### Given request
Reproduce every one of the entries below word for word, keeping each line unchanged.

### Input material
◇ ◇ ◇ ◇ ◇ ◇ ◇

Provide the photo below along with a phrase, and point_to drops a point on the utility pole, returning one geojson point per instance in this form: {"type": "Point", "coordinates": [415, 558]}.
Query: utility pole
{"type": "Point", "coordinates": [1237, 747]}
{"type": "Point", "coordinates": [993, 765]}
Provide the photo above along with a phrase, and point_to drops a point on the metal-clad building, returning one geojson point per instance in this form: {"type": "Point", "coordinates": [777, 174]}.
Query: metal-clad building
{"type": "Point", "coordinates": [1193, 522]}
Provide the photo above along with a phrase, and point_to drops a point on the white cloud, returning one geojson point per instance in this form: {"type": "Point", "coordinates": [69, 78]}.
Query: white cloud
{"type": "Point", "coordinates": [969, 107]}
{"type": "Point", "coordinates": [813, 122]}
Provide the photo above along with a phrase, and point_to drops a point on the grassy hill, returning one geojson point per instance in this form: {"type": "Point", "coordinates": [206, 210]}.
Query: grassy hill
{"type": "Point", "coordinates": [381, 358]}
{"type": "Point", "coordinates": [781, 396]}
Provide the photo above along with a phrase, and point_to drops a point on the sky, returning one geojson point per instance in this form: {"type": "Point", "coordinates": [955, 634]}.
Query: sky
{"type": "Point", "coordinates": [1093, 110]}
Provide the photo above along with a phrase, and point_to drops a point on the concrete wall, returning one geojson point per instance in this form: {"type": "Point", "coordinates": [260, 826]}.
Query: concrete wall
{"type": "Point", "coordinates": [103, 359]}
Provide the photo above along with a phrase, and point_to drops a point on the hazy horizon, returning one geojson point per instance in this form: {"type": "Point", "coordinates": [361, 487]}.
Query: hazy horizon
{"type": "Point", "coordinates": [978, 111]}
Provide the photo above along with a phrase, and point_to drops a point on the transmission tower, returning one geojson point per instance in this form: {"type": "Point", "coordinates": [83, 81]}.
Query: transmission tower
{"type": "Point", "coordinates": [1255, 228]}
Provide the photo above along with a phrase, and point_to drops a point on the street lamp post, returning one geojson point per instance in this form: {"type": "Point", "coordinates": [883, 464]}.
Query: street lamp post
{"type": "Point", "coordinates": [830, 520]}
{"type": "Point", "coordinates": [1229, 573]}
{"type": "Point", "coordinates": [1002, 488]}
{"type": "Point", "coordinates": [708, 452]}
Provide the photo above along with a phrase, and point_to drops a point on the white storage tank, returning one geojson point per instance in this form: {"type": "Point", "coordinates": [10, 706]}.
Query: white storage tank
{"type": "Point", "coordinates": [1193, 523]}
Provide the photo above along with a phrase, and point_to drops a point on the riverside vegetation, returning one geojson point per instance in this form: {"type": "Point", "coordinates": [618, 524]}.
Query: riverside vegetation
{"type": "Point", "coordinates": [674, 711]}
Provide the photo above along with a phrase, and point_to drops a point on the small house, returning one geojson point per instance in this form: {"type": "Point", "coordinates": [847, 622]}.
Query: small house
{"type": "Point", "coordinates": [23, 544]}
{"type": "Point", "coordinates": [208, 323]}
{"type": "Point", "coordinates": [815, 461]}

◇ ◇ ◇ ◇ ◇ ◇ ◇

### Solution to the exercise
Provide the photo below along with a phrase, and point_to drops a point on the utility pole, returning one geojson point per instance in this form: {"type": "Point", "coordinates": [415, 558]}.
Query: utility pole
{"type": "Point", "coordinates": [1237, 747]}
{"type": "Point", "coordinates": [993, 765]}
Provide the photo above along with a phrase, and point_to drops a point on the metal-clad building, returning one geojson point per instance in this form: {"type": "Point", "coordinates": [777, 174]}.
Query: metal-clad building
{"type": "Point", "coordinates": [1193, 522]}
Provide the photo above along with a phrase, and point_to drops a point on the white cloud, returning one geojson point per instance in this form: {"type": "Point", "coordinates": [69, 78]}.
Query: white cloud
{"type": "Point", "coordinates": [969, 107]}
{"type": "Point", "coordinates": [813, 122]}
Provide the photo above along with a phrase, and point_to drops a point on the grassy hill, returning one geojson point per instance in this form: {"type": "Point", "coordinates": [206, 210]}.
Query: grassy hill
{"type": "Point", "coordinates": [381, 358]}
{"type": "Point", "coordinates": [781, 396]}
Provide the photo above along with a phrase, and point_to drops a point on the sky, returning one geojson point per instance in this form: {"type": "Point", "coordinates": [955, 634]}.
Query: sky
{"type": "Point", "coordinates": [1093, 110]}
Provide the photo above along with a phrase, and point_to drops a point on the concrete wall, returning one geojson point per instance in this form: {"type": "Point", "coordinates": [260, 826]}.
Query: concrete wall
{"type": "Point", "coordinates": [103, 359]}
Provide the photo above along with a phrase, and point_to drops a point on the hazy horizon, returning one geojson point per instance in this form: {"type": "Point", "coordinates": [361, 487]}.
Query: hazy horizon
{"type": "Point", "coordinates": [978, 111]}
Provide the photo above along with a phrase, and point_to drops a point on the transmission tower, returning one geojson point per instance in this form: {"type": "Point", "coordinates": [83, 81]}.
Query: transmission tower
{"type": "Point", "coordinates": [1255, 228]}
Provide the photo above along with a phrase, and point_to drops a point on the street lamp post, returning one geojson point per instance in this form: {"type": "Point", "coordinates": [883, 464]}.
Query: street lamp post
{"type": "Point", "coordinates": [830, 520]}
{"type": "Point", "coordinates": [1229, 573]}
{"type": "Point", "coordinates": [1002, 488]}
{"type": "Point", "coordinates": [708, 452]}
Provide the photo above along with a phrase, and point_to drops a point on the white storage tank, returning one geojson point per instance in this form: {"type": "Point", "coordinates": [10, 706]}.
Query: white storage tank
{"type": "Point", "coordinates": [1193, 523]}
Provide the photo above along with a phrase, and point_to drops a point on the riverside vegetation, returning one geojson point per instance in this form: {"type": "Point", "coordinates": [618, 524]}.
Query: riverside vegetation
{"type": "Point", "coordinates": [674, 711]}
Provide the photo above along with a phrase, and point_to drops a point on the small house, returning one geojson point per instance in this form: {"type": "Point", "coordinates": [847, 622]}.
Query: small house
{"type": "Point", "coordinates": [23, 544]}
{"type": "Point", "coordinates": [208, 323]}
{"type": "Point", "coordinates": [815, 461]}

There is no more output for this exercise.